* **Text under study**:
━━━━
Fighting a disease that kills half of its victims in just over two years is always going to be a race against time.

But that battle has been bolstered considerably with the seven-figure donation by a father and son from a family stricken by motor neurone disease.

Euan MacDonald, a 32-year-old banker who was diagnosed with MND in 2003, and his father, Donald, who founded a hotel chain, have given the money to Edinburgh University to set up Scotland's only centre of excellence dedicated to the crippling condition.

The Euan MacDonald Centre for Motor Neurone Disease Research will focus on developing more effective treatment for patients and will form part of a worldwide push to find a cure.

Once its staff has been recruited, it will build on an already strong research base into motor neurone biology at the university and benefit from a wide range of expertise in regenerative medicine and stem cell research, neuroscience, molecular medicine and genetics.

Euan, a father of two young children, was diagnosed with motor neurone disease shortly after his 29th birthday while working in London for leading investment bank Dresdner Kleinwort.

Devastated, he returned to Edinburgh with wife Liz and children Alec, one, and Finlay, two.

He said: "It was a shock. I was reasonably fit and healthy. It came out of the blue. I went to buy a bike and I noticed a loss of power in my left thumb."
━━━━
* **Supplied information**:
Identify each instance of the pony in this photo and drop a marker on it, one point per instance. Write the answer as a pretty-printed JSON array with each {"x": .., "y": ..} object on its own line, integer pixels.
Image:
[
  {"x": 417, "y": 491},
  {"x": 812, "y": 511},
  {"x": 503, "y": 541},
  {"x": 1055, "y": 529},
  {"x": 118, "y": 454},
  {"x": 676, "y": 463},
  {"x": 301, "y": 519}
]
━━━━
* **Problem statement**:
Please go on with the article on the motor neurone disease research centre, picking up after its last sentence. The data has nothing to do with the article on the motor neurone disease research centre.

* **Task response**:
A series of tests and an agonising wait followed. "When you are told it seems like the worst possible diagnosis. You are told that if it is progressive it will run its course and that is quite hard," Mr MacDonald said.

"I have been quite lucky in that it has progressed reasonably slowly. Since I was diagnosed I have managed to have a life.

"It can have a massive impact not just on the person but the family as well. I don't think the children understand. The two-and-a-half-year-old helps me with things like taking my shirt off or undoing a bottle top or something.

"He seems to have taken it in his stride. But obviously I am aware that it is something they are going to have to deal with as they grow up."

Both Euan MacDonald and his father Donald, co-founder and vice-chairman of the City Inn hotel chain and joint chairman of Caledonian Brewery, are Edinburgh University law graduates who live in the city.

They have already played a role in raising funds and awareness of MND, and it is hoped their donation will be a catalyst for attracting other support to further the work of the new centre.

Donald MacDonald, who is also chairman of the Scottish Chamber Orchestra, said: "There are virtually no effective drugs currently available to treat motor neurone disease and improved treatments are desperately needed.

"The new centre will enable scientists and clinicians to look at ways in which to improve the treatment available, with research to understand the fundamental mechanisms of motor neurones and how to prevent them from deteriorating, leading the way to improving patient care."

The centre, which will appoint a senior clinical fellow to co-ordinate its clinical and basic research, will be based next to Edinburgh Royal Infirmary. It will run alongside the university's Scottish Centre for Regenerative Medicine, which will benefit from a facility to develop stem cell lines and has stem-cell researchers already working towards medical therapies for illnesses including motor neurone disease, cancer, Parkinson's, liver disease and diabetes.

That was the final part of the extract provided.